# 



# White Paper | SPECULATION BEHAVIOR IN AMD MICRO-ARCHITECTURES

5.14.19

#### **INTRODUCTION**

This document provides in depth descriptions of AMD CPU micro-architecture and how it handles speculative execution in a variety of architectural scenarios. This document is referring to the latest Family 17h processors which include AMD's Ryzen™ and EPYC™ processors, unless otherwise specified. This document does necessarily describe general micro-architectural principles that exist in all AMD microprocessors.

AMD's processor architecture includes hardware protection checks that AMD believes help AMD processors not be affected by many side-channel vulnerabilities. These checks happen in various speculation scenarios including during TLB validation, architectural exception handling, loads and floating point operations.

==================================================

Return the passage of the AMD speculation white paper above, starting at "This document provides" and ending at "all AMD microprocessors.".

==================================================

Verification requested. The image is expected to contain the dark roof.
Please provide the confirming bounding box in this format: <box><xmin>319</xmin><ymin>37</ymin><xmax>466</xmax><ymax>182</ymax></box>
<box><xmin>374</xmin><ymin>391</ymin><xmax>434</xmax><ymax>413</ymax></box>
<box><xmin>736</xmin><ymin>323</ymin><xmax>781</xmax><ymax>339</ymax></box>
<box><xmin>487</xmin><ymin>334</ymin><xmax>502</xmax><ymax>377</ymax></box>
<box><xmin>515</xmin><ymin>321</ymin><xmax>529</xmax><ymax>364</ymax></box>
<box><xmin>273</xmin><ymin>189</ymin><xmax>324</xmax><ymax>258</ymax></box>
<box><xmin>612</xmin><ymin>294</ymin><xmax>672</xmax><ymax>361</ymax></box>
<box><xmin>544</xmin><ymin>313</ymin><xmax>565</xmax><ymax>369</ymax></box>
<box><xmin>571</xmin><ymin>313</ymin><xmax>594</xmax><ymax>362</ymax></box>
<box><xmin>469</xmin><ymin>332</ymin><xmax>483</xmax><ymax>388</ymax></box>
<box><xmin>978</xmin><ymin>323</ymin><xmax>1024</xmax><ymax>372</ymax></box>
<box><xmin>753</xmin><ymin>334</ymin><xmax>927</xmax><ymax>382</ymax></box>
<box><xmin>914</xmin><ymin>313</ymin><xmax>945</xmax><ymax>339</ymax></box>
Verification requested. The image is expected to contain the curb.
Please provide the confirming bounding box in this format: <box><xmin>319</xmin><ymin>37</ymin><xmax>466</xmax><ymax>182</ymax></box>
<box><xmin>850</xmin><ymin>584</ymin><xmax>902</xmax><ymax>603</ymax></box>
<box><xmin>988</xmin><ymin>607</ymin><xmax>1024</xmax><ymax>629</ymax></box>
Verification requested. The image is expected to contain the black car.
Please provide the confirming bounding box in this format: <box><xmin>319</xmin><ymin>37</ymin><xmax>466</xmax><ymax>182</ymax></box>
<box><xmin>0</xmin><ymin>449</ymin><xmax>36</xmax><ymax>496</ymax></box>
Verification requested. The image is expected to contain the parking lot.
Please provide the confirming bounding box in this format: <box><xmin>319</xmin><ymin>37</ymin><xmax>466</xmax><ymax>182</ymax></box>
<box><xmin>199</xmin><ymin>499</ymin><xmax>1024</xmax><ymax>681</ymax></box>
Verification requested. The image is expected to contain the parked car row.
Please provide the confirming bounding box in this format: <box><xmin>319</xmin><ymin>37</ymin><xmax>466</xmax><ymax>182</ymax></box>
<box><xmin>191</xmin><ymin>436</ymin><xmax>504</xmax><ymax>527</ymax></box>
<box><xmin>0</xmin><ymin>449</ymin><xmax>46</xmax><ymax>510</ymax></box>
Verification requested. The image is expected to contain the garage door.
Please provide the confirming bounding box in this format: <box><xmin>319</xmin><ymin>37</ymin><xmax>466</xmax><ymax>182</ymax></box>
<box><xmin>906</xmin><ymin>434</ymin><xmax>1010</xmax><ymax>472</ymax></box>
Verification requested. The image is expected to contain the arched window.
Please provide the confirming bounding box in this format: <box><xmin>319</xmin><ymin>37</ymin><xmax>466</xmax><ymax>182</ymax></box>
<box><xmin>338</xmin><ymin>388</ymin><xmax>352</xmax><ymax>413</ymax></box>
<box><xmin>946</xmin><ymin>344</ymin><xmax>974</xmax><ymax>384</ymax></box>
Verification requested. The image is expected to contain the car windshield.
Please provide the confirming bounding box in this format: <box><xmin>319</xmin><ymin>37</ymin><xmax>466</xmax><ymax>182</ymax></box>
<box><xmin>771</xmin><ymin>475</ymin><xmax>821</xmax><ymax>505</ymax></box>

==================================================

- **EXERCISE ANSWER**:
This document provides in depth descriptions of AMD CPU micro-architecture and how it handles speculative execution in a variety of architectural scenarios. This document is referring to the latest Family 17h processors which include AMD's Ryzen™ and EPYC™ processors, unless otherwise specified. This document does necessarily describe general micro-architectural principles that exist in all AMD microprocessors.